→ The task: Gather, from the data below, each line in which the word "cowboy" occurs.

(Data for analysis)

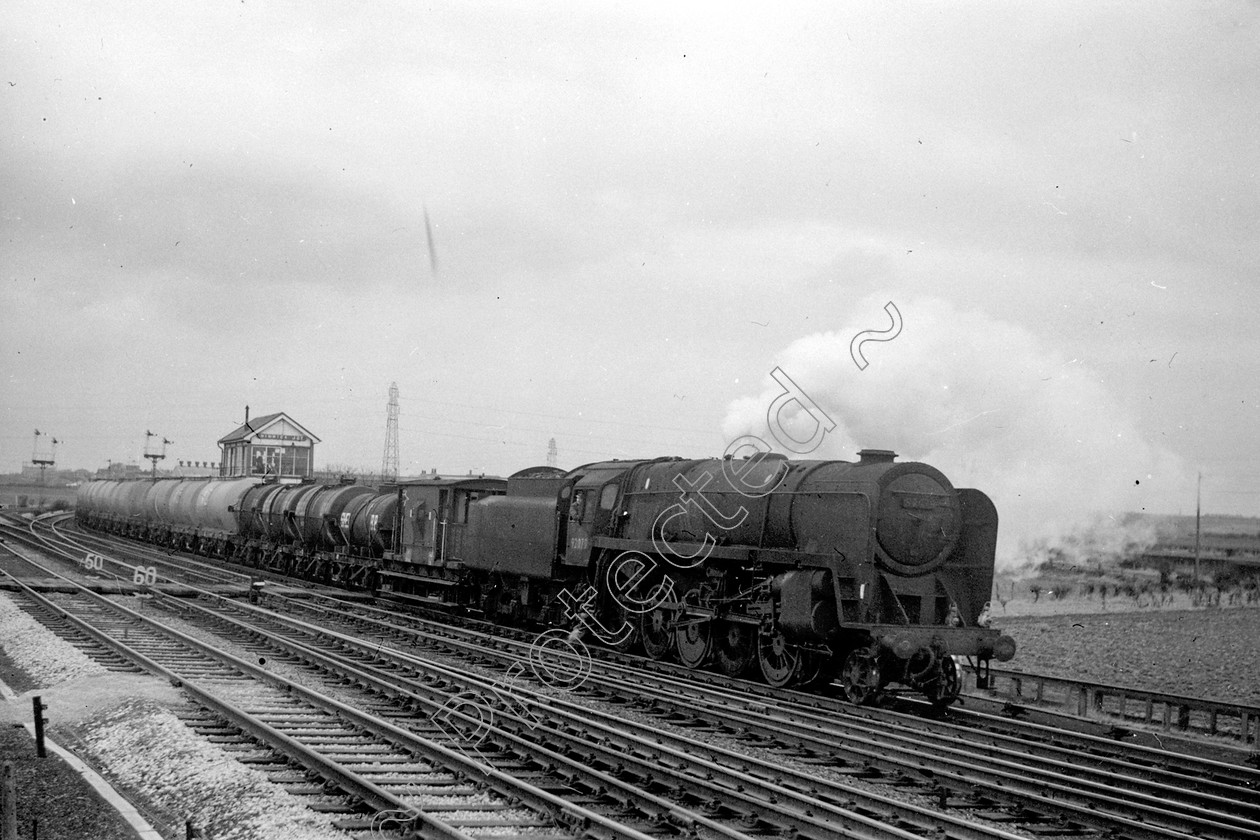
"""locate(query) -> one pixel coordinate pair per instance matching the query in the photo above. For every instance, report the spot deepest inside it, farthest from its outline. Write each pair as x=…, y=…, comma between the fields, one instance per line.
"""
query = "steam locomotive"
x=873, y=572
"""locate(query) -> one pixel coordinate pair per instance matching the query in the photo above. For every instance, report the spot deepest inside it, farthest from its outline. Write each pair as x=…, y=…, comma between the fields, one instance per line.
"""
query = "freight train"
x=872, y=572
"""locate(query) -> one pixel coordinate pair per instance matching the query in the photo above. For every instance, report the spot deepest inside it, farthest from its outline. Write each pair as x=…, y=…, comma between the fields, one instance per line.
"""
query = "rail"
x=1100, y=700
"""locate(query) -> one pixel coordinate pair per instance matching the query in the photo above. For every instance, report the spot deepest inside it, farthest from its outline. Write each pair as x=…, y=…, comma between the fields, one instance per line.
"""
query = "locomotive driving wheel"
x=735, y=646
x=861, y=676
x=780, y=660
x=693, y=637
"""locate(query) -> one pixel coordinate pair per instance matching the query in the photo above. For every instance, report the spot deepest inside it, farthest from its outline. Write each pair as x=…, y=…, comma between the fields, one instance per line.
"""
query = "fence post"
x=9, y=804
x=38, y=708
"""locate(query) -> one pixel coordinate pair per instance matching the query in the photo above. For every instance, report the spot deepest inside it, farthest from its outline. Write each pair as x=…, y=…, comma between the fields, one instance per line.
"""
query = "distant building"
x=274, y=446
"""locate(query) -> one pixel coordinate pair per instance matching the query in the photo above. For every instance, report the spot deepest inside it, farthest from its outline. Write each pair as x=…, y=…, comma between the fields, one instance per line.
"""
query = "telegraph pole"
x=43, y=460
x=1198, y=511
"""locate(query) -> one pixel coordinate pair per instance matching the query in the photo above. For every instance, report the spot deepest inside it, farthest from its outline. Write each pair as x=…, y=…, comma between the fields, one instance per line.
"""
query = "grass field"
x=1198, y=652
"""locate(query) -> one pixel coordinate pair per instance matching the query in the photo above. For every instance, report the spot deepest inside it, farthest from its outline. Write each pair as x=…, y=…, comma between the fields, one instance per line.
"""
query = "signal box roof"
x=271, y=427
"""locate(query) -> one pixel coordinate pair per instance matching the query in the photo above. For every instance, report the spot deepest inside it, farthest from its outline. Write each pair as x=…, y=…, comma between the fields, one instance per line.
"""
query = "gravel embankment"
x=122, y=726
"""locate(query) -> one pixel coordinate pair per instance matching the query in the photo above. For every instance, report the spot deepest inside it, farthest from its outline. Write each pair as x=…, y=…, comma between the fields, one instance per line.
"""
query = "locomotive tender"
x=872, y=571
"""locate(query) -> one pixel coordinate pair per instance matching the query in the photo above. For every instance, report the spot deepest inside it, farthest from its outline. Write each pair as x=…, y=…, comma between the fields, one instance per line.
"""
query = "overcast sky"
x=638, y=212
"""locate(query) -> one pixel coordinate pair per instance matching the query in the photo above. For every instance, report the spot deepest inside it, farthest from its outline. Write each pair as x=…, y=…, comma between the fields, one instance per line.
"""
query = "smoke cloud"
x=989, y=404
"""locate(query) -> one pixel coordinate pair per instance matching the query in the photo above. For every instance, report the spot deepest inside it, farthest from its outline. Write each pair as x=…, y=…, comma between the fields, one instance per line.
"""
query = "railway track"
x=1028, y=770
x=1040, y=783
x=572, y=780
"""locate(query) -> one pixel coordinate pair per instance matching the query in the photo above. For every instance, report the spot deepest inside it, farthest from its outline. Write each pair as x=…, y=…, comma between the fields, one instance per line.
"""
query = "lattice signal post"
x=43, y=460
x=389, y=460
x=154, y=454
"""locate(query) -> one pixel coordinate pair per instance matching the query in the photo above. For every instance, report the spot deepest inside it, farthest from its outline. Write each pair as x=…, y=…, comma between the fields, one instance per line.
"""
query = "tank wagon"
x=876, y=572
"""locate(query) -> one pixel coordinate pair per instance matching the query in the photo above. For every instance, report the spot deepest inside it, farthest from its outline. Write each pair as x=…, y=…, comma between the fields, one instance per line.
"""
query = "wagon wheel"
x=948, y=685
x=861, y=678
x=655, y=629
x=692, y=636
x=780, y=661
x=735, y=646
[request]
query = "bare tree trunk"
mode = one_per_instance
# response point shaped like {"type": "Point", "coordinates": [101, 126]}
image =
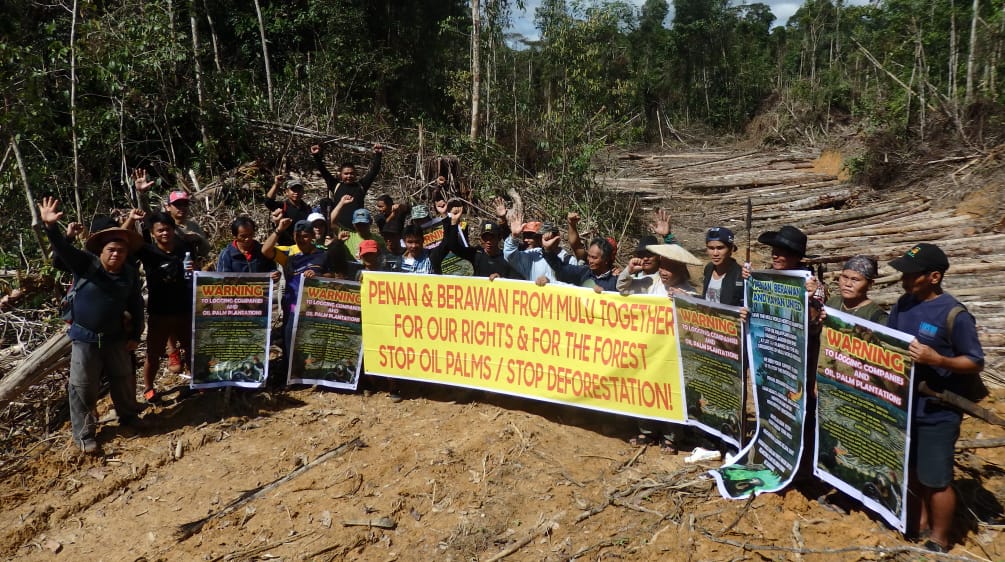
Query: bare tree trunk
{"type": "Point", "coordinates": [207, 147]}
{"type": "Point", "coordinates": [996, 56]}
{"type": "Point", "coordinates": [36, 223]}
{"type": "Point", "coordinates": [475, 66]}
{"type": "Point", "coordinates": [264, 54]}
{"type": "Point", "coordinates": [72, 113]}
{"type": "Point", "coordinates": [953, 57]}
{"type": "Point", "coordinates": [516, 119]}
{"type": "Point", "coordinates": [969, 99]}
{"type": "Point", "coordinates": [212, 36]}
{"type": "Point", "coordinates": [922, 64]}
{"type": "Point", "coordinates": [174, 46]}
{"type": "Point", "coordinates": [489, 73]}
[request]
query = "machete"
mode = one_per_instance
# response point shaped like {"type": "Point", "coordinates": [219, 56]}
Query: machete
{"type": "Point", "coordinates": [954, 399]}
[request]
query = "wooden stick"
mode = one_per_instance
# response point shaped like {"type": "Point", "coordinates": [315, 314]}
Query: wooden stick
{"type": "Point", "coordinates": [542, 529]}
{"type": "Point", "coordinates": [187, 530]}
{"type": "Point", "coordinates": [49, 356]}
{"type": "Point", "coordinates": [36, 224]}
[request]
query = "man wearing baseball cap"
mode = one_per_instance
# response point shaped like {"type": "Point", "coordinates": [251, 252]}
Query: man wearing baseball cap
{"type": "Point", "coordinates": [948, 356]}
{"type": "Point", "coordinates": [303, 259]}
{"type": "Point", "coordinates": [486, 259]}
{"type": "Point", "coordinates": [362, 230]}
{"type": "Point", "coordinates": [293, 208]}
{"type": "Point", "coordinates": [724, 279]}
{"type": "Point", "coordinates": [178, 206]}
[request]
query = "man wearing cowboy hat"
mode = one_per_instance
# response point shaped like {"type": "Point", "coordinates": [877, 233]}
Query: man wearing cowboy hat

(End Data for analysis)
(Data for analysis)

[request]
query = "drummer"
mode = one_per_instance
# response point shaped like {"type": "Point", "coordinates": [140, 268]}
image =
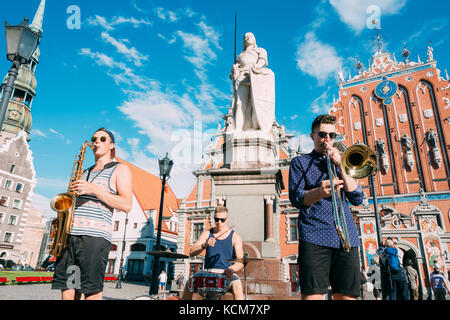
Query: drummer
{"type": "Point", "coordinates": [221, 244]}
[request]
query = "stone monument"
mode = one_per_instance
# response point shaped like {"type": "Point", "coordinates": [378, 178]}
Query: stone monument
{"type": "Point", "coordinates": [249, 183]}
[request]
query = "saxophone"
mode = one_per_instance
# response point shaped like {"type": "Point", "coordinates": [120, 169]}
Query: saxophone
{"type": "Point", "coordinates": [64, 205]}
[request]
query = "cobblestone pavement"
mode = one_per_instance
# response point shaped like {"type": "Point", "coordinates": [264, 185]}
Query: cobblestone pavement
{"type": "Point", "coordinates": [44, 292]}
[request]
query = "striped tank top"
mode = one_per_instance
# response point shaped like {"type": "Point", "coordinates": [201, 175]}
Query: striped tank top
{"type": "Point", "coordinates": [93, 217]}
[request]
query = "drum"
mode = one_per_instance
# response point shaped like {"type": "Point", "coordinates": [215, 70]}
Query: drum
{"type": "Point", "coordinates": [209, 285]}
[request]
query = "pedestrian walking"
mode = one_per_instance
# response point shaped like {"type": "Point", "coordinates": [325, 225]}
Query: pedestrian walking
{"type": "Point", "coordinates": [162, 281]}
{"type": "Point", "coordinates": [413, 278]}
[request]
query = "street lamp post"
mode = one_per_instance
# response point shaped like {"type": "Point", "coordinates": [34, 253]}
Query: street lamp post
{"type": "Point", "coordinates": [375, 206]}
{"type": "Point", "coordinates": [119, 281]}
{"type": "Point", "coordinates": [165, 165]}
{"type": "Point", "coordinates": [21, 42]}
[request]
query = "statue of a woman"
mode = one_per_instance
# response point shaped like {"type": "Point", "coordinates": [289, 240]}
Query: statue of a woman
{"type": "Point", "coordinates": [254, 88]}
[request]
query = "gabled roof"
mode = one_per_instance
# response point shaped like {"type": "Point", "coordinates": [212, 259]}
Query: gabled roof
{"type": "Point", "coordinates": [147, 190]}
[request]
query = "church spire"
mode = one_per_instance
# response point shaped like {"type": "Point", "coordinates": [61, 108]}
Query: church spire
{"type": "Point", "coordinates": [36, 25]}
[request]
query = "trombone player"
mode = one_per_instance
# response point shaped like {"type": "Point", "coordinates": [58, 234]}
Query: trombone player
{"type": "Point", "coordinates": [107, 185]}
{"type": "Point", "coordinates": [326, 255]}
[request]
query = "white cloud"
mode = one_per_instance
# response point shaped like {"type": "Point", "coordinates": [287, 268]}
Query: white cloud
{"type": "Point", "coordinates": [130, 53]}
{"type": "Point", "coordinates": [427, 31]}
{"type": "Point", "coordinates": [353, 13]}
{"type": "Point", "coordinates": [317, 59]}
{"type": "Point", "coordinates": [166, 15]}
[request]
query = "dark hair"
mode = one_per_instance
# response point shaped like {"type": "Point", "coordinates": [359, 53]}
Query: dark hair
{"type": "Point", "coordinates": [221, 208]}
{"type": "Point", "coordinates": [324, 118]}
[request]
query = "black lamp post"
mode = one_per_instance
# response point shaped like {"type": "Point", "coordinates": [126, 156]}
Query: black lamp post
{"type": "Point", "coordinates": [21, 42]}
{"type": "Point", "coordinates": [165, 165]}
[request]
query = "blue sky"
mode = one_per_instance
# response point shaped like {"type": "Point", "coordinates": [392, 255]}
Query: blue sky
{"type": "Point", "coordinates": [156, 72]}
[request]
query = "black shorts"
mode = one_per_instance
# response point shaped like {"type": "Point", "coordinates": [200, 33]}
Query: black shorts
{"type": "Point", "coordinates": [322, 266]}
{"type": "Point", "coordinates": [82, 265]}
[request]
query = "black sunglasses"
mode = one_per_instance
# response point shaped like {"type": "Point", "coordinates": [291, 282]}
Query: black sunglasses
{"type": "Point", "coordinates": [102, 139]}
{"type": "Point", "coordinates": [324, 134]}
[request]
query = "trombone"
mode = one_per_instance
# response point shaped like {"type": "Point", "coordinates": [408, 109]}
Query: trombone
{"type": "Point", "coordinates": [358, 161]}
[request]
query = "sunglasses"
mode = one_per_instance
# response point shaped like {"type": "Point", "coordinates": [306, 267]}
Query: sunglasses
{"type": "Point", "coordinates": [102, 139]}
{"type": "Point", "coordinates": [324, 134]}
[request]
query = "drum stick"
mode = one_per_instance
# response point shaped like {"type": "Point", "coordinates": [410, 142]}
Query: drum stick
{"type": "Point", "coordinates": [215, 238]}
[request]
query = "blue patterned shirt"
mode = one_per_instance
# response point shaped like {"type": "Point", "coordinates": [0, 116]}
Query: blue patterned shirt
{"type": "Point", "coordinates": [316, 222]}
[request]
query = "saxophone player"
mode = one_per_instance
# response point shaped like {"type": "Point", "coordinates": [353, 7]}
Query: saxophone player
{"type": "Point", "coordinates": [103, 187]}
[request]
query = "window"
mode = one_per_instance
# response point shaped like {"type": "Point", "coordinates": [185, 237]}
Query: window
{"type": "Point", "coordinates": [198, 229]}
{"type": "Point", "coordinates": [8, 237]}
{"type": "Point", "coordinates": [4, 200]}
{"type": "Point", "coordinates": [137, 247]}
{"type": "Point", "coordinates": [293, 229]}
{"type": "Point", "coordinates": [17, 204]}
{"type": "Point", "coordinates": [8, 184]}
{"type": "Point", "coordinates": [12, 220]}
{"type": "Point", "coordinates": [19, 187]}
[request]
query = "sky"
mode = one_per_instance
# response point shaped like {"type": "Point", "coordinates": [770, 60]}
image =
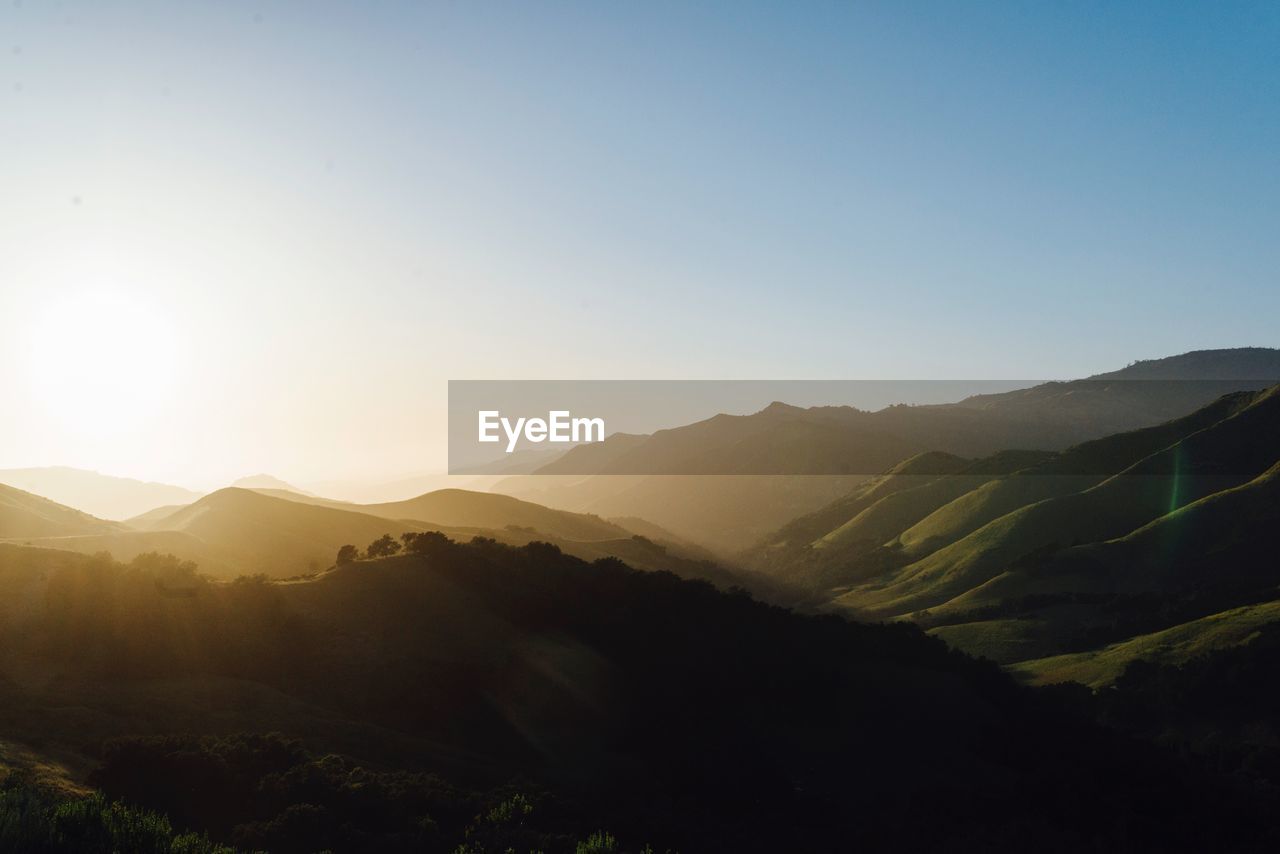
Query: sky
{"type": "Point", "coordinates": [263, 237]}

(End Data for analysis)
(Data for analysis)

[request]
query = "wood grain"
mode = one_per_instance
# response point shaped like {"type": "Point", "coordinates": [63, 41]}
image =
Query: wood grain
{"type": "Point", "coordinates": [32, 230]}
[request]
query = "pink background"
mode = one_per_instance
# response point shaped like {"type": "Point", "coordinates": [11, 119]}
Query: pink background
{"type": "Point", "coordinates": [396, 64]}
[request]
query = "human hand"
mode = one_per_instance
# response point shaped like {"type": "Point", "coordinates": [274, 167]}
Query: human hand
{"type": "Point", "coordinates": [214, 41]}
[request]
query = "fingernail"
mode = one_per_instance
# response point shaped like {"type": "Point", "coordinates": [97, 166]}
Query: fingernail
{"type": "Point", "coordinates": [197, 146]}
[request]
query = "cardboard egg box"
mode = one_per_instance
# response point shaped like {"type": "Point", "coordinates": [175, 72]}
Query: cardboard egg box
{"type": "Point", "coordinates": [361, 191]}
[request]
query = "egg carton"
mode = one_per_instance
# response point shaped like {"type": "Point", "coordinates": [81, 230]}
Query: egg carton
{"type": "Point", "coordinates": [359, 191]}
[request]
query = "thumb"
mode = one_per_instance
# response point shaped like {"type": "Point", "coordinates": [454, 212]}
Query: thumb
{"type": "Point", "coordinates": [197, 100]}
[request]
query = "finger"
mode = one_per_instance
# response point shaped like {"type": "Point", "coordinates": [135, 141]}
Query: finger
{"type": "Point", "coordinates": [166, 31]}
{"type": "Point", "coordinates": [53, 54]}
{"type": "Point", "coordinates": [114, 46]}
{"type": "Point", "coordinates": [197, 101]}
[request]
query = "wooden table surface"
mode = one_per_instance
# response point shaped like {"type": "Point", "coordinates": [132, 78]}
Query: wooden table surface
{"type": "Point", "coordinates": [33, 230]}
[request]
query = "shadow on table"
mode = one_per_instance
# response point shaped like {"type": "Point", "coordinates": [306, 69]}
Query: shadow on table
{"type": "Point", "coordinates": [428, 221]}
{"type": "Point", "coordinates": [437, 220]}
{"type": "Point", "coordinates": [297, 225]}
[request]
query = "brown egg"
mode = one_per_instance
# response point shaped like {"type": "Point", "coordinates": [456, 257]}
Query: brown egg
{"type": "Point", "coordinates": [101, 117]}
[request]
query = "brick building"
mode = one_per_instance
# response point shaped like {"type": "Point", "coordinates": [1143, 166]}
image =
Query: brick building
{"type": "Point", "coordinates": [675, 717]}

(End Data for analysis)

→ Written response:
query = "man wearing cowboy hat"
Query: man wearing cowboy hat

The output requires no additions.